DATA section start

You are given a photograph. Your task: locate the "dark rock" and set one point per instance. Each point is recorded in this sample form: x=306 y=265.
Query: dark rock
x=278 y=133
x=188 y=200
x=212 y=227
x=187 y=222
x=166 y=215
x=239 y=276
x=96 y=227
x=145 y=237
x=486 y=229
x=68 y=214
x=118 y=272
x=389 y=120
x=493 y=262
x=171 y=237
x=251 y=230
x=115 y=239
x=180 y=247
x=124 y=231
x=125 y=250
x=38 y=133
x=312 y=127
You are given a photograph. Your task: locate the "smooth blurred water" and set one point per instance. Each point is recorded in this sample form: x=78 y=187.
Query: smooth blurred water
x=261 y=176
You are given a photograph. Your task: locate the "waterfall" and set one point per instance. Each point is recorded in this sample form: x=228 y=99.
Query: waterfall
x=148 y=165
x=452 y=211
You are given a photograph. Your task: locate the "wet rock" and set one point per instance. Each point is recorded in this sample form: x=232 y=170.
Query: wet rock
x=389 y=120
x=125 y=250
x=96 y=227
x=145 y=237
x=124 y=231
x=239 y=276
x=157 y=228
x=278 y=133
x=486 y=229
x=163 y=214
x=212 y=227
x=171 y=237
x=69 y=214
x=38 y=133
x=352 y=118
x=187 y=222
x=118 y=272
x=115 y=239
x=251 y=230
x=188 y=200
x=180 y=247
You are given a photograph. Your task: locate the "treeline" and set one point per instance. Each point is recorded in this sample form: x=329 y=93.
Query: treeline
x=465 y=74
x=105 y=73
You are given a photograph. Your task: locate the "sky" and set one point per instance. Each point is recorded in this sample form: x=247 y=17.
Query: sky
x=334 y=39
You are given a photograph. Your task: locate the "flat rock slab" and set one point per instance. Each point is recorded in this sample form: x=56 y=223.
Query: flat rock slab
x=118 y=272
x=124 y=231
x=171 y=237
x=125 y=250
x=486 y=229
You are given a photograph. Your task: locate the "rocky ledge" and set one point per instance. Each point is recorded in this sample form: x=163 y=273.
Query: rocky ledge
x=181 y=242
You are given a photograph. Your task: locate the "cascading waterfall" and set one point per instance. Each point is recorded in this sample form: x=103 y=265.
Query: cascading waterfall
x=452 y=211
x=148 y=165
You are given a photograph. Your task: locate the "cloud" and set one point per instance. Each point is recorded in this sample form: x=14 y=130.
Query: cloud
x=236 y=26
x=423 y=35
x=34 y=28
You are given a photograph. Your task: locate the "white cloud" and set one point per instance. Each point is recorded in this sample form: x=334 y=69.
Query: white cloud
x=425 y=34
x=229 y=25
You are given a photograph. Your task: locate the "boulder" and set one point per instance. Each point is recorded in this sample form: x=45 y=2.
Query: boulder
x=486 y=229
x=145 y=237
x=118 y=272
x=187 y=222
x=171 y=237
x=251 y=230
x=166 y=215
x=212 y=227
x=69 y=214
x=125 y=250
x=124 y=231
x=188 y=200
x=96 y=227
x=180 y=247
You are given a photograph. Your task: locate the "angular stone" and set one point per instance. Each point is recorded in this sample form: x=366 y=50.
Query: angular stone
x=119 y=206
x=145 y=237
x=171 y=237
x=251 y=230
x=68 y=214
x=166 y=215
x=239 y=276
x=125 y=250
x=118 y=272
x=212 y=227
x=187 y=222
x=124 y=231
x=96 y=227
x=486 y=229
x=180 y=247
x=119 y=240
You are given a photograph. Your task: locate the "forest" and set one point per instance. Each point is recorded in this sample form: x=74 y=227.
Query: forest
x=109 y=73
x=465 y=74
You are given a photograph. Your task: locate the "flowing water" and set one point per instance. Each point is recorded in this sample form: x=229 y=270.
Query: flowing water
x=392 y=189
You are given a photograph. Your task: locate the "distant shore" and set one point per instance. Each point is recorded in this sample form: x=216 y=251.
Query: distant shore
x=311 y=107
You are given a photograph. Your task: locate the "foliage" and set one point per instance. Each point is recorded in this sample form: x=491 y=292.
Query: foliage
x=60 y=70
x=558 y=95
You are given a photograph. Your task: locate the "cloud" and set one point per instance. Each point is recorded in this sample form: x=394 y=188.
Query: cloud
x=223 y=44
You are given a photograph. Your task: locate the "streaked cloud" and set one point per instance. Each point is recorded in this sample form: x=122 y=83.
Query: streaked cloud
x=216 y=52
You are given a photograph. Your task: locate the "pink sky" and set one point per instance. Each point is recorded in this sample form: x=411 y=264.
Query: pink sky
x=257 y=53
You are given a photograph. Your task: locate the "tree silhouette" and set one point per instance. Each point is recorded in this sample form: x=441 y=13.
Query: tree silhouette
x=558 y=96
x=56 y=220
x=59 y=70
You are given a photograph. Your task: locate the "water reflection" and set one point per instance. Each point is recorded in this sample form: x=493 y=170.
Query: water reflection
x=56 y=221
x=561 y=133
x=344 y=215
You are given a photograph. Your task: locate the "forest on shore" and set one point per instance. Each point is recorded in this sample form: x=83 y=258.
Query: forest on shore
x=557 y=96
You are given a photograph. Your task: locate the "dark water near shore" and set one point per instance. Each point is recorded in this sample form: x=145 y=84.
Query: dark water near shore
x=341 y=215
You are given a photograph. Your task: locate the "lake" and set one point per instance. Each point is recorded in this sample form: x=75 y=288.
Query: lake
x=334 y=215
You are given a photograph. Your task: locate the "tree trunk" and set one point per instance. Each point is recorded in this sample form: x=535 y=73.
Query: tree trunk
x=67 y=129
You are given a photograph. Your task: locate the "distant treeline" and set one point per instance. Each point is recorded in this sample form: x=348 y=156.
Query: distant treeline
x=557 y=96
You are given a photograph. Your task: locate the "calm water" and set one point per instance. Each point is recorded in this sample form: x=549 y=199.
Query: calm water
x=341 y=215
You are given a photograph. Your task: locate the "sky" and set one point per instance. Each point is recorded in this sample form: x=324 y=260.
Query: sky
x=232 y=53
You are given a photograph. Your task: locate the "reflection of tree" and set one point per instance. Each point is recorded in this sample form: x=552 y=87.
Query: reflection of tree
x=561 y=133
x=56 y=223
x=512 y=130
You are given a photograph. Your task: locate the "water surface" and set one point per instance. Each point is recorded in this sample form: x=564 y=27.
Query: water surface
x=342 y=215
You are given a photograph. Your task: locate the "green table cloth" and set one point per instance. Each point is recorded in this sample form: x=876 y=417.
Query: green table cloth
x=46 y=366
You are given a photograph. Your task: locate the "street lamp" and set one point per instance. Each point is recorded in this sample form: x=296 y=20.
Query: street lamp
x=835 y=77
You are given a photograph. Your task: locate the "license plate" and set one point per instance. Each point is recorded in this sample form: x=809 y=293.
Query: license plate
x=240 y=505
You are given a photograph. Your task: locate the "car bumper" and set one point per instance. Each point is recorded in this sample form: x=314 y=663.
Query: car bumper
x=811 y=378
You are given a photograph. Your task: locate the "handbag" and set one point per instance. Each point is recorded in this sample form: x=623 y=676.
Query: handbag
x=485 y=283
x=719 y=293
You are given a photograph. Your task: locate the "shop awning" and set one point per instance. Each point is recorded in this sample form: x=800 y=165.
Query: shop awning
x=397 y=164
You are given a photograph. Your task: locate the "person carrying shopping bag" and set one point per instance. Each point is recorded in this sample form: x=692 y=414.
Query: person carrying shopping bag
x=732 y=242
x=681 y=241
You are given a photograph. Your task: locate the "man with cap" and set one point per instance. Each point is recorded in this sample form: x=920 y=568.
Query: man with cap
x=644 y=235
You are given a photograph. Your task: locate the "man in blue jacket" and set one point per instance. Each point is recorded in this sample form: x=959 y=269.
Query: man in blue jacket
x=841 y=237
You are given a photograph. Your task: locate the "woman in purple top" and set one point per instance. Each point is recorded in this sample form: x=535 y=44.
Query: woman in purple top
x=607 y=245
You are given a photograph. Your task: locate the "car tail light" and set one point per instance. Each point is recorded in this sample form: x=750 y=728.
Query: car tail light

DATA section end

WHAT IS NEEDED
From the listing above, the lines starting with the one that has "form: x=232 y=170." and running through the one that has "form: x=366 y=50." should be copied exactly, ends included.

ANSWER AREA
You are given a photograph. Your task: locate the "wet rock" and set one point per instance. Each point is recorded in this sample form: x=232 y=170.
Query: wet rock
x=389 y=120
x=125 y=250
x=96 y=227
x=145 y=237
x=124 y=231
x=239 y=276
x=157 y=228
x=278 y=133
x=486 y=229
x=163 y=214
x=212 y=227
x=171 y=237
x=69 y=214
x=38 y=133
x=352 y=118
x=187 y=222
x=118 y=272
x=115 y=239
x=251 y=230
x=188 y=200
x=180 y=247
You are given a photograph. Your task: locate the "treeline" and set one point per instance. Each point is recorded in this sample form: x=329 y=93.
Query: treeline
x=465 y=74
x=105 y=73
You are given a photograph. Your task: locate the "sky" and set one point per instance. Each point is recorded in this sample form: x=247 y=17.
Query: sky
x=334 y=39
You are given a photograph. Your task: locate the "flat rock slab" and set one point per instance. Each point is recorded in this sample form: x=56 y=223.
Query: flat rock slab
x=118 y=272
x=124 y=231
x=171 y=237
x=125 y=250
x=486 y=229
You are given a photograph. Your task: locate the "rocky ledge" and set one point per instance. Each point is recorded in this sample form: x=163 y=273.
Query: rocky ledge
x=181 y=242
You are given a photograph. Your task: locate the "cascading waterfall" and set one point per instance. Each point is recorded in this sample form: x=103 y=265.
Query: cascading waterfall
x=452 y=211
x=148 y=165
You are given a photograph. Your task: locate the "cloud" and set one point per instance. Each point is recorded in this sample form: x=14 y=130.
Query: cloud
x=236 y=26
x=423 y=35
x=34 y=28
You are given a photograph. Your task: locate the "white cloud" and set one point per instance. Each point is recorded in this sample form: x=334 y=69.
Query: white cloud
x=425 y=34
x=229 y=25
You are given a photograph. Your task: locate the "boulder" and set one point per instance. Each point is recorded in this sample form: x=45 y=2.
Query: boulder
x=486 y=229
x=145 y=237
x=118 y=272
x=187 y=222
x=171 y=237
x=251 y=230
x=166 y=215
x=212 y=227
x=69 y=214
x=125 y=250
x=124 y=231
x=188 y=200
x=96 y=227
x=180 y=247
You are given a photograph. Your task: locate the "angular stone" and set one point per instance. Each point is recorded in this sample form: x=366 y=50.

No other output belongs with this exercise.